Study & review for the final exam in this class
It will cover the Introduction, History, Prior Restraint, Libel, Privacy, Obscenity and Copyright chapters (cumulative from Mid-Term) along with specialized areas.
Be sure you can
- list elements of the First Amendment and its international equivalents
- apply general and professional ethics to a situation
- apply knowledge of libel case law to a situation.
cases to remember
Schenck v U.S., 1919
Brandenburg v Ohio, 1969
Near v Minnesota, 1931
New York Times v US, 1971
Cherry v Des Moines Leader, 1901
Collier v Postum, 1907
New York Times v Sullivan, 1964
AP v Walker, 1967
Curtis v Butts, 1967
Texas Cattlemen v Oprah Winfree, 1998
Regina v Hicklin, 1868
Miller v California, 1973
Pope v Illinois, 1989
Reno v. ACLU, 1997
Campbell v. Acuff-Rose Music — 1994
Community for Creative Non-Violence v. Reid, 1989
Sony v. Universal City Studios, 1984
MGM Studios Inc. v. Grokster Ltd., 2003
Viacom v YouTube, 2012
Sipple v Chronicle Publishing, 1984
Flynt v Falwell, 1987
Sherrod v Brietbart, (current case)
Journalism – FOIA, FPFT
- Sunshine & Open records laws
- Shephard v Maxwell
- Know how to make an FOIA request
- Know proper exemptions to Sunshine & Open records laws
- Newsroom searches / Zurcher v Stanford Daily, 1974; also 2010 James Madison University newsroom search & what happened
- Branzburg v Hayes, 1972 and subsequent cases (eg Judith Miller) / Be able to explain why you support (or don’t support) reporter privilege
- Cohen v Cowles Media, 1991
- Gannett v DePasquale / Richmond Newspapers v Virginia (access to court)

^^^^^^^^

■ **WORK INSTRUCTIONS**
A – Answer these questions from the study guide.
(i) Which chapters will the final exam cover?
(ii) What year does the study guide give for Miller v California?
(iii) Which case is listed alongside Gannett v DePasquale, and what topic do the two share?
B – Please add the next lines of the study guide, following on from its final entry in the same list style.

■ **DATA PROVIDED**

^^^^^^^^

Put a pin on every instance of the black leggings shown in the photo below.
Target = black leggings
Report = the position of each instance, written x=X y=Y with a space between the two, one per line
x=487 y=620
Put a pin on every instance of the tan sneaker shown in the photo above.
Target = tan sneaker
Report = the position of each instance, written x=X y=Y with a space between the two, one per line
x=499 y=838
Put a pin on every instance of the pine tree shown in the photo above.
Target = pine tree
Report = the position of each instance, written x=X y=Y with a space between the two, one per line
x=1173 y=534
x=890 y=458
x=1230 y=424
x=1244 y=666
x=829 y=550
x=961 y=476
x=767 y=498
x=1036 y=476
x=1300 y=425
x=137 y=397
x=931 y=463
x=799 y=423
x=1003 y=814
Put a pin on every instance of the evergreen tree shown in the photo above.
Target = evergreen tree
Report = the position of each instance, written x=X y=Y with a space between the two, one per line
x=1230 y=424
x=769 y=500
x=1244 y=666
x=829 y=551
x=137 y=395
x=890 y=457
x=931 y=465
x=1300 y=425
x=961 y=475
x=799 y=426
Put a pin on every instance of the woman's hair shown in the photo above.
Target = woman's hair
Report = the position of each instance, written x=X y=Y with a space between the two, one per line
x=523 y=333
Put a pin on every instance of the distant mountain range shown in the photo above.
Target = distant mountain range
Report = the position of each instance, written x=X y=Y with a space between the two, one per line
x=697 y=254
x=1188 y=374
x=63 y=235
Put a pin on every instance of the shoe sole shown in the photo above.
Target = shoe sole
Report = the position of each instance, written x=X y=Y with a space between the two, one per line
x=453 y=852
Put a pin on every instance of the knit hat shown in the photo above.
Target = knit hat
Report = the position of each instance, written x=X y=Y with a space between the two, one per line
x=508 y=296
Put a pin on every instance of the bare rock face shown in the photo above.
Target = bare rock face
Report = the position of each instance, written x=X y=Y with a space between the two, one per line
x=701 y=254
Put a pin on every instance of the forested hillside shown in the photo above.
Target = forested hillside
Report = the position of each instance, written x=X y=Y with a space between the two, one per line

^^^^^^^^

■ **THE REPLIES**
A –
(i) Introduction, History, Prior Restraint, Libel, Privacy, Obscenity and Copyright, cumulative from the Mid-Term, along with specialized areas.
(ii) 1973.
(iii) Richmond Newspapers v Virginia; access to court.

B –
- Jeffrey Thomas and the Tara Rose Munsey murder trial as an example of the impact of pre-trial publicity
- Know ethical dimensions of Free Press / Fair Trial issues
- Valentine v. Chrestensen rationale for unprotected status of commercial speech and what happened to that rationale in subsequent decades
- Central Hudson Gas & Electric v. PSC / Four-part test for commercial speech
- “Right” of advertising in public media, print media and broadcast media (Lehman v Shaker Heights, Miami Herald v Tornillo, and FCC Section 315)
- Corporate speech: Truth in advertising (Nike v. Kasky) and campaign finance (Citizens United)
- FTC regulations: product demonstrations & normal use
- FTC regulations: health and safety claims
- Tobacco advertising: 2010 restrictions on advertising; RJ Reynolds v FDA, 2011, Lorillard v Reilly, 2001
- Liquor advertising: Rubin v Coors, 44 Liquormart v Rhode Island, Educational Media v Sweicker
- Advertising to children: Childrens Television Act (see Broadcasting) and ethical issues
Broadcasting – Production
- Communications Act of 1996 (aka Telecommunications Act) and Reno v ACLU, 1997
- Contrast broadcasting and print regulation: Trinity Methodist Church v. FRC, 1933 as opposed to Near v. Minnesota, 1931
- Radio / Communication acts of 1912, 1927 and 1934, along with 1996
- Office of Comm. of United Church of Christ v. FCC, 1969
- Origin and cases involving Equal Time Rule (Section 315)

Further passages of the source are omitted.